**TEXTO PROPORCIONADO**
++++++++++
Preguntarnos acerca del modo en que se construye la corporalidad en las praxis artísticas que incorporan elementos de diversos ámbitos disciplinares implica necesariamente indagar en los lazos que establece esa liminalidad con los contextos sociales. Es justamente a la luz del vínculo entre los eventos artísticos-performáticos y su entorno que resulta fundamental destacar el carácter cuestionador e independiente de las prácticas liminales, siempre asociadas a situaciones intersticiales o marginales, en los bordes sociales, poniendo en crisis status y jerarquías y nunca haciendo comunidad con las instituciones (Diéguez, 2007: 18).

En las prácticas socio-estéticas, performáticas y escénicas a las que aludimos, los lenguajes artísticos y audiovisuales se organizan en función del cuerpo del actor y confluyen en él. Un cuerpo performático entendido

como soporte preferencial, como materia y acción que pone en juego una política del cuerpo y no una reflexión sobre el cuerpo, que trabaja en el desmontaje de las políticas de representación de los corporal alteradas a través de la exposición material del mismo. (Barría Jara, 2014: 22).

Cuerpo y territorio

En tanto expresiones liminales, los eventos artísticos, acciones o intervenciones realizados en el espacio público constituyen “gestos simbólicos que ponen en la esfera pública deseos colectivos y construyen de otras maneras su politicidad” (Diéguez, 2007: 11). En este sentido no solo establecen múltiples vínculos con las coyunturas político- sociales en su dinamismo, sino que desafían también las concepciones tradicionales de un arte elitista y exclusivista buscando expandir sus confines y conectarlo con la comunidad.

Lejos de exhibirse como hechos acabados y cerrados en sí mismos, estos acontecimientos ponen en evidencia su carácter procesual. En ellos, el cuerpo adquiere una importancia fundamental en tanto deviene el instrumento, concreto y simbólico, que reconstruye y condensa la memoria personal y colectiva:

Los actos performativos son, por sí mismos, actos corporales y, como tales, autorreferenciales, en tanto no expresan una identidad preconcebida, sino que generan identidad, y ese es su significado más importante. (Fischer- Lichte, 2011: 54).
++++++++++
**INSTRUCCIONES**
Según el texto proporcionado sobre corporalidad y arte liminal, ¿en función de qué se organizan los lenguajes artísticos y audiovisuales en las prácticas socio-estéticas, performáticas y escénicas?
++++++++++
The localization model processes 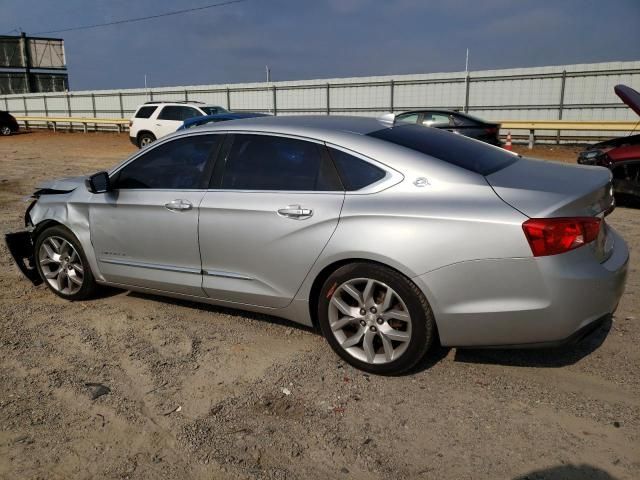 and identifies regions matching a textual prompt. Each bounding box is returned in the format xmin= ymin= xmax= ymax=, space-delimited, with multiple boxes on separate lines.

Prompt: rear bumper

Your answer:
xmin=4 ymin=231 xmax=42 ymax=285
xmin=414 ymin=229 xmax=629 ymax=347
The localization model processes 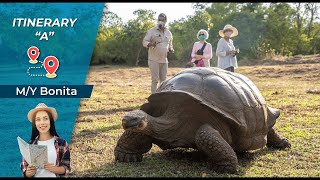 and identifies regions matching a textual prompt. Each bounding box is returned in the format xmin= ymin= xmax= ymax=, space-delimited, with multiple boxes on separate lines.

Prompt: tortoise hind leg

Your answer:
++++++++++
**RESULTADO**
En función del cuerpo del actor, en el que además confluyen.